=== Extracted records ===

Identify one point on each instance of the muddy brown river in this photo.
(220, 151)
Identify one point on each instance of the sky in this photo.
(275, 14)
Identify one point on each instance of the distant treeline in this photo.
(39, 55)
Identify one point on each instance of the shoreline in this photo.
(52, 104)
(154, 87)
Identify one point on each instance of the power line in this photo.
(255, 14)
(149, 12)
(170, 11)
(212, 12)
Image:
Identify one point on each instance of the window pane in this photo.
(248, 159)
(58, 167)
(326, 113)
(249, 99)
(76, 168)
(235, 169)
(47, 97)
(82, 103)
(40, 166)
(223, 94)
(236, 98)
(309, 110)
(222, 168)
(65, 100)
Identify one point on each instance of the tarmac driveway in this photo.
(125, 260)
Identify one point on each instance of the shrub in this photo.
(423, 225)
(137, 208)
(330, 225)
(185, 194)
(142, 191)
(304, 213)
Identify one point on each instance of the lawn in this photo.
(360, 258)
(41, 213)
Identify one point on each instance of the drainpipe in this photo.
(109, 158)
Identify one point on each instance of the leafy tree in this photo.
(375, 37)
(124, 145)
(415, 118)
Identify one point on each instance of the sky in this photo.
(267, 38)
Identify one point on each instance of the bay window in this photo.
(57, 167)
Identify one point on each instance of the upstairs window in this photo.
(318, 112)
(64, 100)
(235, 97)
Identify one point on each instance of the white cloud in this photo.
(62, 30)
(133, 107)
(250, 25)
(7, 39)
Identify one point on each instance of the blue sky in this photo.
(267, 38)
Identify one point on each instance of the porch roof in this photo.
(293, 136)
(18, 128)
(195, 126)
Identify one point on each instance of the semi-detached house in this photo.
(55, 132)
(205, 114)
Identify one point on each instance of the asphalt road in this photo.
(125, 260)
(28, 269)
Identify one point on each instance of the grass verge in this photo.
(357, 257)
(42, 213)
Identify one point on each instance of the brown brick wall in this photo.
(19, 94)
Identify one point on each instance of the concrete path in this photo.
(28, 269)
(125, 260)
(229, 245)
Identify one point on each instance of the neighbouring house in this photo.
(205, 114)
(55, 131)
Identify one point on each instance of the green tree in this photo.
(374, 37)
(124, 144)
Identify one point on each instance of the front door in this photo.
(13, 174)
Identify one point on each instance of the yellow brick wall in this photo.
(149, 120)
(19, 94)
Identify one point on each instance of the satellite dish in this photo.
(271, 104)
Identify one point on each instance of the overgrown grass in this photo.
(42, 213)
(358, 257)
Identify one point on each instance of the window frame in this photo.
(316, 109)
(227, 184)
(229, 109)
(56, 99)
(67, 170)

===

What you will do: Starting with the line that contains "Identify one point on each instance of the green" and going on through the end of the items, write those lines out again, changing "instance" to "occurrence" and leaving everything else the same.

Solution for this problem:
Identify one point on each occurrence of the green tree in this photo.
(374, 37)
(124, 144)
Identify one point on each occurrence of the front door in this photo.
(13, 174)
Identify one point on each occurrence of the yellow brick wall in this photo.
(149, 120)
(19, 94)
Identify one point on each occurrence of the satellite dish in this photo.
(271, 104)
Identify one point on each occurrence of the overgrown grass in this photo.
(42, 213)
(358, 257)
Identify one point on each occurrence of the window frame in this photo.
(316, 109)
(227, 184)
(229, 109)
(56, 99)
(67, 170)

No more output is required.